■ CONSIGNE 1
Extrayez des enregistrements chaque ligne qui contient la chaîne « field ». Tenez compte de la casse.

■ TEXTE SOURCE
· · · · · · ·

La protection juridique des œuvres musicales est au cœur de la vie des auteurs et compositeurs. L'investissement humain et financier consacré à la création est très souvent important et justifie que l'artiste puisse bénéficier de droits lui permettant de continuer de façon pérenne son activité.

C’est en ce sens que la légis­la­tion française accorde à l’au­teur une place toute parti­cu­lière et des préro­ga­tives substan­tielles et protec­trices (article L 111–1 et suivants du Code de la Propriété Intel­lec­tuelle). Ce dernier béné­fi­cie ainsi de droits patri­mo­niaux, d’un droit moral et d’un droit à rému­né­ra­tion légale dont le non-respect peut entraî­ner des sanc­tions pénales et la condam­na­tion au paie­ment de dommages et inté­rêts au profit de l’au­teur.

· · · · · · ·

■ DONNÉES FOURNIES
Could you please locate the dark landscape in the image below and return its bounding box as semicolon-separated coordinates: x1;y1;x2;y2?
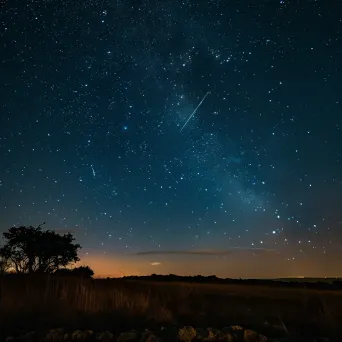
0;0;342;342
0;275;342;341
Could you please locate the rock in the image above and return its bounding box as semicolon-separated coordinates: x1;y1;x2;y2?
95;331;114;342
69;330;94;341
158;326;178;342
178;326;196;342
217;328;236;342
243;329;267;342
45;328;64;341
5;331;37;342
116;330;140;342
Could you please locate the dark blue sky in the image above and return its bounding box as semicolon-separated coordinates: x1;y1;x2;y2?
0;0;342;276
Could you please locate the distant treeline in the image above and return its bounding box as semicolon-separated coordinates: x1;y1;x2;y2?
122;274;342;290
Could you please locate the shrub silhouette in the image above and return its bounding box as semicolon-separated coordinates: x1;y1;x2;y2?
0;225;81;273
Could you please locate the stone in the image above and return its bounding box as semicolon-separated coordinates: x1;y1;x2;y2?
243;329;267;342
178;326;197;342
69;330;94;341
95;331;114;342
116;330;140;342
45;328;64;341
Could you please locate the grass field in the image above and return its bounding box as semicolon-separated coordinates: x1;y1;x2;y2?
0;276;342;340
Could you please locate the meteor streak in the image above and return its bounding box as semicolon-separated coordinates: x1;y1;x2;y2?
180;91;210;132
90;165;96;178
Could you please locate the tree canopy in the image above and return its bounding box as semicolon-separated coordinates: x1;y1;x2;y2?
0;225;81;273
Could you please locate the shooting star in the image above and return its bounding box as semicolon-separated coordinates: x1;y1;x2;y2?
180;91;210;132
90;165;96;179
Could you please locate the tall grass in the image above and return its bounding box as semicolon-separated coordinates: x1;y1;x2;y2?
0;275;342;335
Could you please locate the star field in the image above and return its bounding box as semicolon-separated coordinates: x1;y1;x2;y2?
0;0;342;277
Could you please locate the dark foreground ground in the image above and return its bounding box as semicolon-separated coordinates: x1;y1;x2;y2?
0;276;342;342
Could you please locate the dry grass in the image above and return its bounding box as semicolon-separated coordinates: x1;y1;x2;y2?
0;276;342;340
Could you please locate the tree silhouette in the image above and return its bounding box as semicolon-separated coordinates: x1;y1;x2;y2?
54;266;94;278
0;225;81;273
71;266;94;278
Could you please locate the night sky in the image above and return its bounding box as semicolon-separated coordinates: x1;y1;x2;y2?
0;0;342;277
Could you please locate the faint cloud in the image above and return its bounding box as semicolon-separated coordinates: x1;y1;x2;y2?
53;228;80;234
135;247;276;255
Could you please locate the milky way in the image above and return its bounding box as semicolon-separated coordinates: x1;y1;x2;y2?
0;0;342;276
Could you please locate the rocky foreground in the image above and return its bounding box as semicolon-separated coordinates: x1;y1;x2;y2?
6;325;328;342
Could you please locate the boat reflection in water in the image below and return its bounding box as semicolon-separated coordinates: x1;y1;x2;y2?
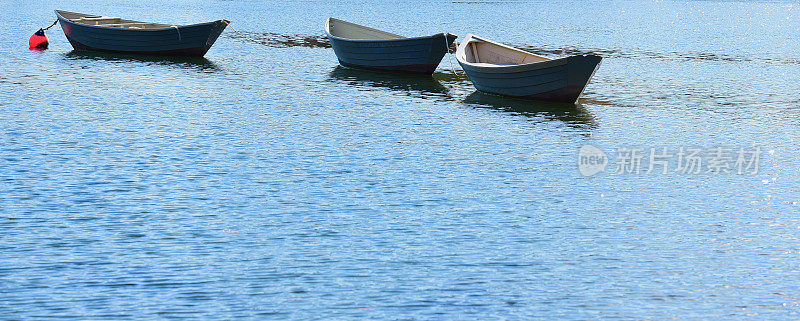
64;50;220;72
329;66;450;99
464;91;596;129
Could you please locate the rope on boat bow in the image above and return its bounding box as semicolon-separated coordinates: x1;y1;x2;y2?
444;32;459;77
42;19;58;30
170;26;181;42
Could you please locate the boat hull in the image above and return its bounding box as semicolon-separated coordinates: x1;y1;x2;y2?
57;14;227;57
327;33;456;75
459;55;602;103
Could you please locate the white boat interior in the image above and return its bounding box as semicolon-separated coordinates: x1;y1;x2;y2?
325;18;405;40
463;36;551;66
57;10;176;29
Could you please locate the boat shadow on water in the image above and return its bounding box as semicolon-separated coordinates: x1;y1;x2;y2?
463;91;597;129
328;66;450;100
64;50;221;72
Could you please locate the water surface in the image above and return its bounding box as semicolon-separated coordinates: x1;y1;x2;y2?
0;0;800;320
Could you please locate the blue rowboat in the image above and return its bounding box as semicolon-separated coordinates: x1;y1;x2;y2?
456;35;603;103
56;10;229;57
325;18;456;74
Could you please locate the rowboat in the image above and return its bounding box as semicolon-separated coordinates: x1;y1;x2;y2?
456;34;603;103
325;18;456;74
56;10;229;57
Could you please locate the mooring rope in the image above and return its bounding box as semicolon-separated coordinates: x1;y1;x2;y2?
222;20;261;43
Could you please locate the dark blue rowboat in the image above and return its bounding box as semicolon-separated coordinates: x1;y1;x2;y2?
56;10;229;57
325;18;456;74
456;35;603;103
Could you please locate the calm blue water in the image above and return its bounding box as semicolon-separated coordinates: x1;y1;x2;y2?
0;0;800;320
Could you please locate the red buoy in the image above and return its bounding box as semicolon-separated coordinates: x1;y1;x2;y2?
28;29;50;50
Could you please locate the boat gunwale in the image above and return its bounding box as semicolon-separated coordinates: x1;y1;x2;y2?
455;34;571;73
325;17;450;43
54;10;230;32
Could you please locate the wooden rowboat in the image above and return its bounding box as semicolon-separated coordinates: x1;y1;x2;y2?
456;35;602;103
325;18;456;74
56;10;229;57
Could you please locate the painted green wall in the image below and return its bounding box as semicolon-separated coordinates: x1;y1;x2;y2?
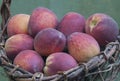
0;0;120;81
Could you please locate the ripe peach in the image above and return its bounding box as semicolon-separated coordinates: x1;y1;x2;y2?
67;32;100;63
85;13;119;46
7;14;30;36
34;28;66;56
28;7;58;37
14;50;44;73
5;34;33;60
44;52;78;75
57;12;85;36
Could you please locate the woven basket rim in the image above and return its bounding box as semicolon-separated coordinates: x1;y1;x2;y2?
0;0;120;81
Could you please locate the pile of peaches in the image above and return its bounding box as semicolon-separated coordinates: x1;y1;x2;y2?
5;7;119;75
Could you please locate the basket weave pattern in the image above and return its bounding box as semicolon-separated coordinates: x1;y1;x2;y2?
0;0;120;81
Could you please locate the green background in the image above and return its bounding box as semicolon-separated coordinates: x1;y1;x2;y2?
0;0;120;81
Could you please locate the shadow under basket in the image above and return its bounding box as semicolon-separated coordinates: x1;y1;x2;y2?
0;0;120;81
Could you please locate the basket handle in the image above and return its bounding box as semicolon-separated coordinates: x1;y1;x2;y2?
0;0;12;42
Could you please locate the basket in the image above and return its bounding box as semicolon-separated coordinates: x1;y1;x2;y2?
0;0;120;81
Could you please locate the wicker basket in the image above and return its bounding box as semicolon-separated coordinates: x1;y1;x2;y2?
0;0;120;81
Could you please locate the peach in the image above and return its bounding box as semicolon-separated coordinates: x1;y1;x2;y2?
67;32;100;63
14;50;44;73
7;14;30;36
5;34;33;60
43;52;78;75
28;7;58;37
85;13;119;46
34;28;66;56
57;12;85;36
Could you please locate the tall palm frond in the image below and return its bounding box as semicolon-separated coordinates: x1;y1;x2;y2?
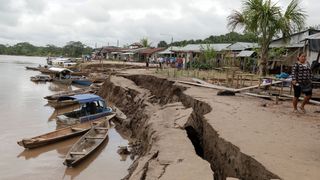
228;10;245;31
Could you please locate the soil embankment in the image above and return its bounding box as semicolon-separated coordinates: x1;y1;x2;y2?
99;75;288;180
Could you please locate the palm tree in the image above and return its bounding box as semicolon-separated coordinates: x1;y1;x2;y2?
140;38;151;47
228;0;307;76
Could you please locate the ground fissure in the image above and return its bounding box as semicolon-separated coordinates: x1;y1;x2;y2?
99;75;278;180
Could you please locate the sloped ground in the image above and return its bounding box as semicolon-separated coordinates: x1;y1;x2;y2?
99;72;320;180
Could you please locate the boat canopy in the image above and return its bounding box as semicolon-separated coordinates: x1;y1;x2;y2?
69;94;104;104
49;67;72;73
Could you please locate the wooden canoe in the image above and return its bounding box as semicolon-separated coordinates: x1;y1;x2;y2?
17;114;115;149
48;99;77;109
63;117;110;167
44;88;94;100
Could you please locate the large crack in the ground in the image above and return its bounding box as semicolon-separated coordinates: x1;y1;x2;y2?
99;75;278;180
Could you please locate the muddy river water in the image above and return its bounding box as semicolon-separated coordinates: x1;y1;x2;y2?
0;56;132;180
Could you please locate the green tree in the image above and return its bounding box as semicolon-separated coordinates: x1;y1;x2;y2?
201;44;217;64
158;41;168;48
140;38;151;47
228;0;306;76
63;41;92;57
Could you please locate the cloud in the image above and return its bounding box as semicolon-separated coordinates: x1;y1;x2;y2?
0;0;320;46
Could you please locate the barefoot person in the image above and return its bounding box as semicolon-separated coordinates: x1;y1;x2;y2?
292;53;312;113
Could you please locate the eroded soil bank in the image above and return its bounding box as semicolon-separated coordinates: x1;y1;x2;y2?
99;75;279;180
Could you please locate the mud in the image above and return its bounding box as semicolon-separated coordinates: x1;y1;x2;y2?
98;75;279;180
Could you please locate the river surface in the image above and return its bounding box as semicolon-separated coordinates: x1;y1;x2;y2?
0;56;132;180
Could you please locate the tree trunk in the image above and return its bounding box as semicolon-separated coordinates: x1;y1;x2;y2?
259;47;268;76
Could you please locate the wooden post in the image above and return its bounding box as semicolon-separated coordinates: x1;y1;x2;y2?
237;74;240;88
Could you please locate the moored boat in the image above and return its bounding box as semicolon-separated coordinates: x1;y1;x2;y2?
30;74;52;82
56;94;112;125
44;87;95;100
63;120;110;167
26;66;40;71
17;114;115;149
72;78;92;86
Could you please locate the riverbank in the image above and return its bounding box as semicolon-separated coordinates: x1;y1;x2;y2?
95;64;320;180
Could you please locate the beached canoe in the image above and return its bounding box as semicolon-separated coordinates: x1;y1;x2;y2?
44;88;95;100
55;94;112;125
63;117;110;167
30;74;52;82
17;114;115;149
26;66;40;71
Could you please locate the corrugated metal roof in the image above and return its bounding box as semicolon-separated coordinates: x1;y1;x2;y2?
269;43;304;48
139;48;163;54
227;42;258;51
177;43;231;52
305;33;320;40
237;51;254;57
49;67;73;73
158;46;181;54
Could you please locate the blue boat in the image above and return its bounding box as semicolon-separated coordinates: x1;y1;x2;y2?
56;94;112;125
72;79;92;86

· · · · · · ·

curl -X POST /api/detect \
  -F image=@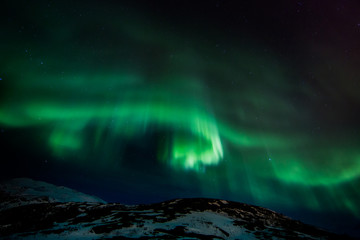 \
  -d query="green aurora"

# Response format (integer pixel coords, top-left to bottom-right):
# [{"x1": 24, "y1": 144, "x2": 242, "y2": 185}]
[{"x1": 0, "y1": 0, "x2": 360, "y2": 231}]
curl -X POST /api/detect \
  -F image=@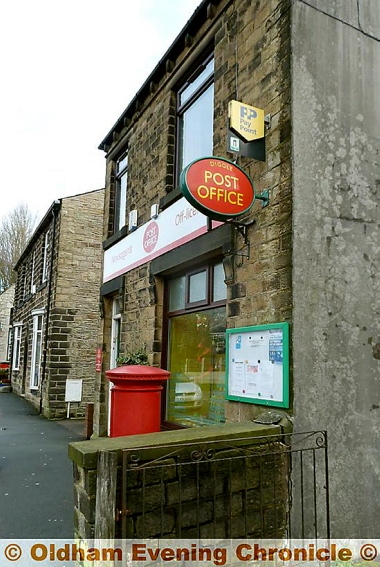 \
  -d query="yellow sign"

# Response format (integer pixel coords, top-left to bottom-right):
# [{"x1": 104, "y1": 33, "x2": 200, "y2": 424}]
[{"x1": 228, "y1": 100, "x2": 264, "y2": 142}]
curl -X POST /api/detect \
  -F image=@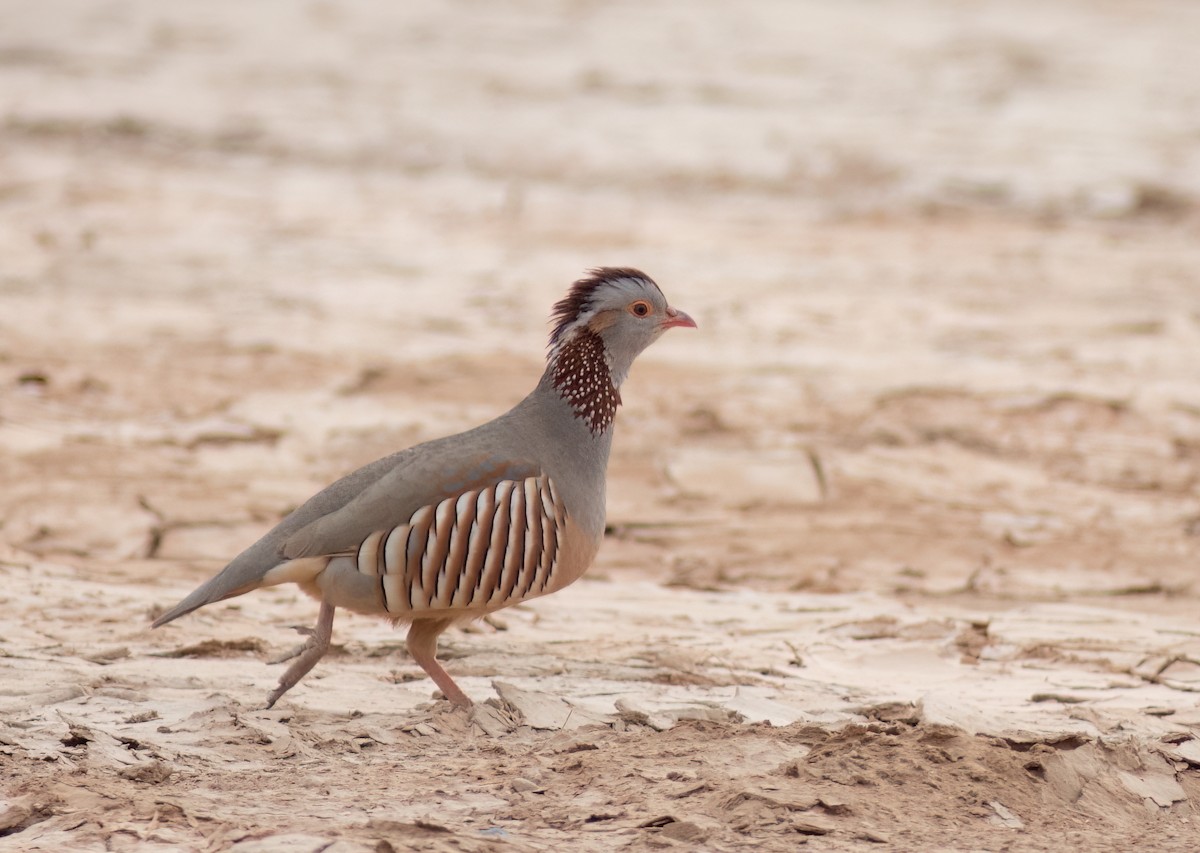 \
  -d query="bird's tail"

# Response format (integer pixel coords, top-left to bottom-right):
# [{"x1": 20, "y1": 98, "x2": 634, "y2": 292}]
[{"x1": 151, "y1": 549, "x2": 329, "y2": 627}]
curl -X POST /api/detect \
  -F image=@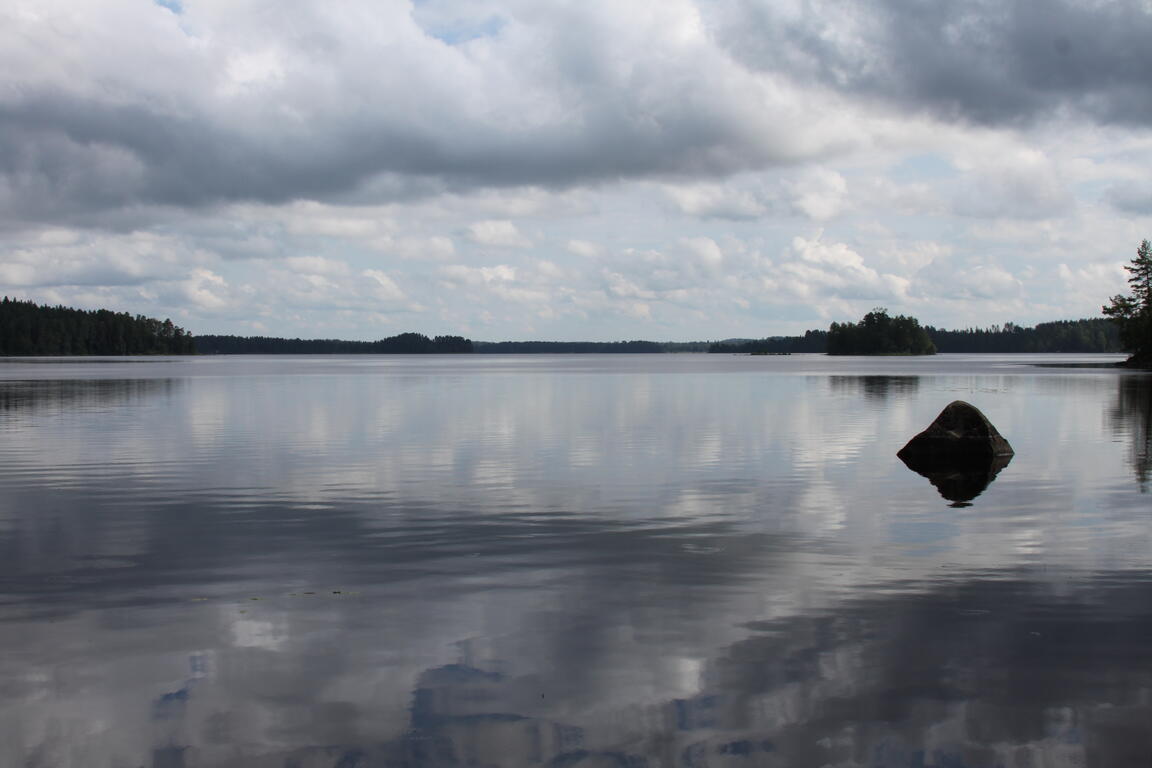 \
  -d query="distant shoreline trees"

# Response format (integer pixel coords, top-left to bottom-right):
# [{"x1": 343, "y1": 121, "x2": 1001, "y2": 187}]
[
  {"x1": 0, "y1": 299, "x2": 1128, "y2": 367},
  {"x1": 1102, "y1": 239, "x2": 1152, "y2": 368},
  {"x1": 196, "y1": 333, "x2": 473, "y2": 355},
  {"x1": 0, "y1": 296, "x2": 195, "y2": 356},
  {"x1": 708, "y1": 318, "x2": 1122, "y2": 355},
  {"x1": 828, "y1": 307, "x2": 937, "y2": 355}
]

· · · · · · ·

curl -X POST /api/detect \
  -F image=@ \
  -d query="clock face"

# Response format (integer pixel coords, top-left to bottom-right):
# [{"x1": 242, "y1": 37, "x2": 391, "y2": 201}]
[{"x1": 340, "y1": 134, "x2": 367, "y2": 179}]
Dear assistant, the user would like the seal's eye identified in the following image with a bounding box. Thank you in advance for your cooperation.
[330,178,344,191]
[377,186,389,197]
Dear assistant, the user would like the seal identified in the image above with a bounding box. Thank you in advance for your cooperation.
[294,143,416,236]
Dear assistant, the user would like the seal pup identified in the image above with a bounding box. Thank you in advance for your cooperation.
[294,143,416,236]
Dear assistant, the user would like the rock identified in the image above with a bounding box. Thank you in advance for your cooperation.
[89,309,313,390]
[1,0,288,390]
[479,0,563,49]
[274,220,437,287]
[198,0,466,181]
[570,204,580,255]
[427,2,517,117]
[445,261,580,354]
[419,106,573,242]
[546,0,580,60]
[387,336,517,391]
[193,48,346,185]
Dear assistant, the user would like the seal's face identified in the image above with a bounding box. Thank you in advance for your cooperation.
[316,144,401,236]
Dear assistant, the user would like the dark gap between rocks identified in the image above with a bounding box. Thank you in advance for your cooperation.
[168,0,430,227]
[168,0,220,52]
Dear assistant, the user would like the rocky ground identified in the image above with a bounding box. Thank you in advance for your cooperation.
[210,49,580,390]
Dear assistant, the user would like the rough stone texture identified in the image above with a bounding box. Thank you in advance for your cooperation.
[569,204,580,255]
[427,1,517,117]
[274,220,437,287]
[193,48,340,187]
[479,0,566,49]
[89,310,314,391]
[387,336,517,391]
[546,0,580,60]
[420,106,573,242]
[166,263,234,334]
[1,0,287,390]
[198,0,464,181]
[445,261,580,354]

· · · · · · ·

■ CONSIGNE 2
Répondez aux questions suivantes d'après le texte sur la protection juridique des œuvres musicales :
(a) Qu'est-ce qui justifie que l'artiste puisse bénéficier de droits ?
(b) Quels sont les trois types de droits dont bénéficie l'auteur ?
(c) À quoi le non-respect de ces droits peut-il exposer ?

■ RÉPONSE 1
Could you please locate the grass field in the image above and return its bounding box as semicolon-separated coordinates: x1;y1;x2;y2?
Could you please locate the star field in the image above and return its bounding box as semicolon-separated coordinates: x1;y1;x2;y2?

■ RÉPONSE 2
(a) L'investissement humain et financier consacré à la création, qui est très souvent important.
(b) Des droits patrimoniaux, un droit moral et un droit à rémunération légale.
(c) À des sanctions pénales et à la condamnation au paiement de dommages et intérêts au profit de l'auteur.